• **Selected text**:
________________________

The enhancement algorithm was written in MATLAB, and the test was performed on Intel i7-9750H [email protected] GHz, 16 GB RAM. For datasets that included real depth information, we used a row-wise slice of the depth as the given measurement and our method automatically selected 10 training depth points to construct the Gram matrix. If the datasets did not have ground-truth depth information, we constructed a rough depth map and used it to estimate the transmission of the haze model. All of the compared results were obtained from the authors’ provided code and tested on the same system. To test the performance of deep learning-based methods, we also utilized an RTX3090 GPU. Additionally, we included the original and used image sizes of each method in the every figure for qualitative evaluations, as the performances of the compared algorithms depended on the input image size.

5.3. Evaluation Metrics

To compare the results of our proposed method with previous approaches, we used both supervised and unsupervised image quality metrics for aerial and underwater images. We measured the performance of image restoration using similarity-based metrics, such as the structural similarity index (SSIM) and peak signal-to-noise ratio (PSNR). Additionally, we examined edge-level metrics, such as $level$ [36] and r [37], which indicate medium-scale edges and visible edges after enhancement. For underwater images, we employed well-known blind image quality metrics: Underwater Image Quality Measures (UIQM) [38] and Underwater Color Image Quality Evaluation (UCIQE) [39]. To facilitate visualization, we highlighted the best and second best results in red and blue font in Table 1, Table 2 and Table 3, respectively. For better visualization in the result tables, we marked the best result in red and the second best one in blue.

________________________

• **The data**:
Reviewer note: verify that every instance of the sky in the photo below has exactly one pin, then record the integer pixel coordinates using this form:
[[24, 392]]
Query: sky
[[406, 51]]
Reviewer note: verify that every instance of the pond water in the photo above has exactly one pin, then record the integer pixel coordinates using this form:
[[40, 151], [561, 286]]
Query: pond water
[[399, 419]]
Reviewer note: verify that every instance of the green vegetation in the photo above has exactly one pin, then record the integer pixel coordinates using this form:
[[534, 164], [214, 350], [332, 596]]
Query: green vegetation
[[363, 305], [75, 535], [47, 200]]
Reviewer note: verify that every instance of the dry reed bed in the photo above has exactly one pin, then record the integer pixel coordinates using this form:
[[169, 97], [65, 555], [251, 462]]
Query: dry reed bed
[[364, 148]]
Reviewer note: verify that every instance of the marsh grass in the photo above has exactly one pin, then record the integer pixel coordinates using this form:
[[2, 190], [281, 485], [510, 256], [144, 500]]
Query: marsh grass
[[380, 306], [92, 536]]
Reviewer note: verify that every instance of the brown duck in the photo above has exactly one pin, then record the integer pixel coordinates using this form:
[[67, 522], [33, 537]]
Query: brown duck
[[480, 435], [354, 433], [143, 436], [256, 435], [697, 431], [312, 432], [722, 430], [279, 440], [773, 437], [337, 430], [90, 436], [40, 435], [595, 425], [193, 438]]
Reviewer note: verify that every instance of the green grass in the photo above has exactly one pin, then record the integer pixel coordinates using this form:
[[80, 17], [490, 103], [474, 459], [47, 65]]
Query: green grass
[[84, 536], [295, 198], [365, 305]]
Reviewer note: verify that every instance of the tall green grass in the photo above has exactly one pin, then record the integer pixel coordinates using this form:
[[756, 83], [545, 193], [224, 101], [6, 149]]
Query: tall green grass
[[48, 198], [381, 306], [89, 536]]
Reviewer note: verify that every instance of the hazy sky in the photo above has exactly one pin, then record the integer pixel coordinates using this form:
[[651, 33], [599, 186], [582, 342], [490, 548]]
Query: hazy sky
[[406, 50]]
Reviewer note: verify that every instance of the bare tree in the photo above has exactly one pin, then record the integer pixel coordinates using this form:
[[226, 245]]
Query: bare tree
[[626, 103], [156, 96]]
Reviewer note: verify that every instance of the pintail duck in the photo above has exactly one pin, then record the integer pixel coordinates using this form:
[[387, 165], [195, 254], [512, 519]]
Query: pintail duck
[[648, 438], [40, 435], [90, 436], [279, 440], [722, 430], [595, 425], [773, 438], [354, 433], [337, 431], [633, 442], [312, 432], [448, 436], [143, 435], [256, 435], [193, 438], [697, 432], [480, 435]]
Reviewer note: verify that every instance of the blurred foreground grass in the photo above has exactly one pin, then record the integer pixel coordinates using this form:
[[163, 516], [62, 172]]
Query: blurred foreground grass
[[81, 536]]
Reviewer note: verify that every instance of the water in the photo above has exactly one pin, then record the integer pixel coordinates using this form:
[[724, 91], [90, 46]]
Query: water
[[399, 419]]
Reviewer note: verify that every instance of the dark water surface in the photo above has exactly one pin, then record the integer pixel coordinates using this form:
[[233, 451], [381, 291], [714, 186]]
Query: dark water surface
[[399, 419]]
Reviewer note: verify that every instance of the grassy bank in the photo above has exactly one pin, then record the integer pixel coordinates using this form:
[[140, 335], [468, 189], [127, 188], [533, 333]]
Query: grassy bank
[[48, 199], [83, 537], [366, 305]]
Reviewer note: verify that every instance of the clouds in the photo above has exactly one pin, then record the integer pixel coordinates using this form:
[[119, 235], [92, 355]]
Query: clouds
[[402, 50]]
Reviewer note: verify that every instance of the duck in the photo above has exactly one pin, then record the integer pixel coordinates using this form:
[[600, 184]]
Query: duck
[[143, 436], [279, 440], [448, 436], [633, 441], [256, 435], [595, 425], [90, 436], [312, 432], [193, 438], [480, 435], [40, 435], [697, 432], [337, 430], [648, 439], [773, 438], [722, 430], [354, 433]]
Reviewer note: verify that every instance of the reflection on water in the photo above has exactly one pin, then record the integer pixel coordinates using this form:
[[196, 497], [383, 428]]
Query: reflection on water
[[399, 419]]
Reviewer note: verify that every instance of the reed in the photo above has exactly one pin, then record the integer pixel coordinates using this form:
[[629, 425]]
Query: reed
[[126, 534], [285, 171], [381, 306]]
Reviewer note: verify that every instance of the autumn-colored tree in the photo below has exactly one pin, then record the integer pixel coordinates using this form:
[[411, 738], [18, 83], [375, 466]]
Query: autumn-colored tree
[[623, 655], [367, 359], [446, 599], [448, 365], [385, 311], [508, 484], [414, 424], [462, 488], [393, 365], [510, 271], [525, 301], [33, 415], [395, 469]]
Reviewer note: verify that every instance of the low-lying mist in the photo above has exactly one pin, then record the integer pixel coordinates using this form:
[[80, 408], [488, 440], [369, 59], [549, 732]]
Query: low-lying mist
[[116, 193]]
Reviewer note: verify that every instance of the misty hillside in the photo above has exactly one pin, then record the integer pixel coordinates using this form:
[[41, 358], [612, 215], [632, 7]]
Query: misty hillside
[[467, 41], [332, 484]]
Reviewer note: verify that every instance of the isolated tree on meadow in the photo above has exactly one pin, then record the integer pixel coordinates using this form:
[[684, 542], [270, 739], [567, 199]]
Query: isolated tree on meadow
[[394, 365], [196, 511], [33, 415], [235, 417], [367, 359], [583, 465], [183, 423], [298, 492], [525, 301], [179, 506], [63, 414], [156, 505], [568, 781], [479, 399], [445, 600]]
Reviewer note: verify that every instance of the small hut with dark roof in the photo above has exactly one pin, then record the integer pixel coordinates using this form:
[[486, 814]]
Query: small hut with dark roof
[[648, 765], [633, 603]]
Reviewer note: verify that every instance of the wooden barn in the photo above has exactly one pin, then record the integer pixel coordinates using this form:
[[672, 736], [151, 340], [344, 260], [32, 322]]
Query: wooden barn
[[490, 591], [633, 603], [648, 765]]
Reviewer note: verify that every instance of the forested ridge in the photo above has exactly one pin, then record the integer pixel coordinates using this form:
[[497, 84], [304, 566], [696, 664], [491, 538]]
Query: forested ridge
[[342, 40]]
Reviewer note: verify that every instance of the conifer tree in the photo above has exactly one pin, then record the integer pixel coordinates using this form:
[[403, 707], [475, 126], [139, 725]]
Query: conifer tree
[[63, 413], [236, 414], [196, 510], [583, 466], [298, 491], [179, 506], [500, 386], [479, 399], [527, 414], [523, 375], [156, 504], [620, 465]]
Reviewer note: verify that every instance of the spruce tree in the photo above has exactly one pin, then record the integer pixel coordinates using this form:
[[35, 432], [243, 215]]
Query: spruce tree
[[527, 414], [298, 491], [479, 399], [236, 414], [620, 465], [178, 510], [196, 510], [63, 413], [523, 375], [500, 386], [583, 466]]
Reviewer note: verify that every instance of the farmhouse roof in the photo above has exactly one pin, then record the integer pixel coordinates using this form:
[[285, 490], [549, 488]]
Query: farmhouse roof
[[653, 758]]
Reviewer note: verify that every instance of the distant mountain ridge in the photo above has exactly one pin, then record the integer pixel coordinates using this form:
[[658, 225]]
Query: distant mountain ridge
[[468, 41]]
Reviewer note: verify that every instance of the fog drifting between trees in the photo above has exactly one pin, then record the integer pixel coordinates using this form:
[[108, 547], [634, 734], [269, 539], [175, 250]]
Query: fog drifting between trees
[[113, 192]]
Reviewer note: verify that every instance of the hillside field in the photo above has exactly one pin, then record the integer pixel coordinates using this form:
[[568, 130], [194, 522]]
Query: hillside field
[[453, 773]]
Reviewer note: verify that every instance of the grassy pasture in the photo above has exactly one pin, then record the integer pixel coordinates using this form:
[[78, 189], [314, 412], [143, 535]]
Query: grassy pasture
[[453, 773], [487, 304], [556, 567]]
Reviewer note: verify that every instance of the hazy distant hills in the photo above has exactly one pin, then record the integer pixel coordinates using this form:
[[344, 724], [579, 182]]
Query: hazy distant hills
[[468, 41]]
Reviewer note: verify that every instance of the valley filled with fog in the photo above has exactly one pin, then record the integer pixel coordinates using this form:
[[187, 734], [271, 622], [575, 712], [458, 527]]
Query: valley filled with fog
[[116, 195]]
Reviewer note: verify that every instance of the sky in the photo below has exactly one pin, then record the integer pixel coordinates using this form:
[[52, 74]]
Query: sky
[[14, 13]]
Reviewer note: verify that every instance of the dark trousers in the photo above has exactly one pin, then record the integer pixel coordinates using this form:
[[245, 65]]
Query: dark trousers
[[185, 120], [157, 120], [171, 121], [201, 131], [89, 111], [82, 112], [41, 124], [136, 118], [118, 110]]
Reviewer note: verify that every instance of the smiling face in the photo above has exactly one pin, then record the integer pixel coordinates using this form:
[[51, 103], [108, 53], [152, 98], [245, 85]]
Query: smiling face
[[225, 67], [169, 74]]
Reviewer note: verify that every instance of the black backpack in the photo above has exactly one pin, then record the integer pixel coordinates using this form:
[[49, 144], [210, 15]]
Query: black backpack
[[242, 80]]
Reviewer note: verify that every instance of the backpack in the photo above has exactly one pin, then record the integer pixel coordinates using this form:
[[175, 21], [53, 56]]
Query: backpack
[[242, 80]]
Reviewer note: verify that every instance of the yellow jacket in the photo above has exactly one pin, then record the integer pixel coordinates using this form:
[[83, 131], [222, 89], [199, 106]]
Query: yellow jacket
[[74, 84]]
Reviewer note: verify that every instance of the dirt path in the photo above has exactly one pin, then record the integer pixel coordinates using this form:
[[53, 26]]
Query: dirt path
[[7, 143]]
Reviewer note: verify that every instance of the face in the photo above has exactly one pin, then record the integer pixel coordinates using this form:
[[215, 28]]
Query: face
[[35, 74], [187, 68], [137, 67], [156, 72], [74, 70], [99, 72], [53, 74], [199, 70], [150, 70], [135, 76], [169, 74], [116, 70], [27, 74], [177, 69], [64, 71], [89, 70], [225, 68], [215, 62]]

________________________

• **Task instructions**:
**1)** In the records, from the line with "Reviewer note: verify that every instance of the black" through the end of the records, swap "pin" for "marker" and write those lines out again with nothing else altered.
**2)** Pick up the passage on evaluation metrics for image enhancement right after its final sentence and carry it on.

• **Response list**:
**1)**
Reviewer note: verify that every instance of the black backpack in the photo above has exactly one marker, then record the integer pixel coordinates using this form:
[[49, 144], [210, 15]]
Query: black backpack
[[242, 80]]
Reviewer note: verify that every instance of the backpack in the photo above has exactly one marker, then record the integer pixel coordinates using this form:
[[175, 21], [53, 56]]
Query: backpack
[[242, 80]]
Reviewer note: verify that every instance of the yellow jacket in the photo above has exactly one marker, then record the integer pixel coordinates using this form:
[[83, 131], [222, 89], [199, 106]]
Query: yellow jacket
[[74, 84]]
Reviewer note: verify that every instance of the dirt path in the photo above has exactly one marker, then record the integer pixel coordinates using this form:
[[53, 26]]
Query: dirt path
[[7, 143]]
Reviewer note: verify that every instance of the face in the photo above has exactly one marker, then record the integer pixel coordinates using this form:
[[215, 28]]
Query: face
[[35, 74], [187, 68], [137, 67], [156, 72], [74, 70], [99, 72], [53, 74], [199, 70], [150, 70], [135, 76], [169, 74], [116, 70], [27, 74], [177, 69], [64, 71], [89, 70], [225, 68], [215, 62]]

**2)**
PSNR is used for evaluating the loss on image quality, i.e., the lower the loss, the higher the value. MSE, which is a molecular part of the PSNR equation, calculates a difference in pixel intensity between two images. In the MSE equation, $MN$ means the number of image pixels and I represents pixel intensity. When MSE is 0, the images should be the same. R, which is the denominator portion, means the maximum value of the pixel. It is 255 for ’uint8’ (8-bit unsigned integer), and 1 for the double or float type. Since PSNR is not a method used in expressing the difference in quality that humans visually perceive, even if the value is high, the image quality with a smaller value may look better from human eyes.

(11)$MSE=\sum _{M,N}\frac{{[I_1(m,n)-I_2(m,n)]}^2}{MN}$

(12)$PSNR=10lo{g}_{10}\frac{R^2}{MSE}$

Unlike PSNR, SSIM is designed to assess the visual quality rather than numerical differences. SSIM assesses quality in terms of luminance, contrast, and structure. When L, the dynamic range value, is an 8-bit unsigned integer (uint8), it is set to 255. Luminance refers to the amount of brightness in light. It is calculated using the pixel values of an image and is represented by the average luminosity, denoted by $\mu$. In contrast, it refers to the degree of variation in brightness within an image and it is quantified through the standard deviation $\sigma$, which is calculated using the difference in values between pixels. The structure represents a structural difference in pixel values. Checking the similarity of the structural components of the two images has the same meaning as using the correlation of the two images. The equation of structure solves this structural difference.

(13)$SSIM(x,y)={\left[l(x,y)\right]}^{\alpha }\ast {\left[c(x,y)\right]}^{\beta }\ast {\left[s(x,y)\right]}^{\gamma }$

(14)$l(x,y)=\frac{2{\mu }_x\mu y+C_1}{{\mu }_x^2+{\mu }_y^2+C_1}$

(15)$c(x,y)=\frac{2{\sigma }_x{\sigma }_y+C_2}{{\sigma }_x^2+{\sigma }_y^2+C_2}$

(16)$s(x,y)=\frac{{\sigma }_{xy}+C_3}{{\sigma }_x{\sigma }_y+C_3}$

Moreover, we utilized edge-related metrics ($level$, r) to assess the quality of enhancement. The metric $level$ [36] considers medium-scale gradients that are above a certain threshold and are not influenced by noise. The mathematical formulation is defined as follows:

(17)$\begin{array}{c}\hfill \left\{\begin{array}{cc}\frac{1}{N}log(\lambda (m_i-\delta )+1)\hfill & \mathrm{if}{m}_i\ge \delta \hfill \\ 0\hfill & \mathrm{otherwise}\hfill \end{array}\right.\end{array}$

(18)$\begin{array}{ccc}\hfill level& =& \sum _{}{\overline{m}}_i.\hfill \end{array}$

The metric r [37] represents the visible edges after image restoration. The mathematical form of the metric is defined as below.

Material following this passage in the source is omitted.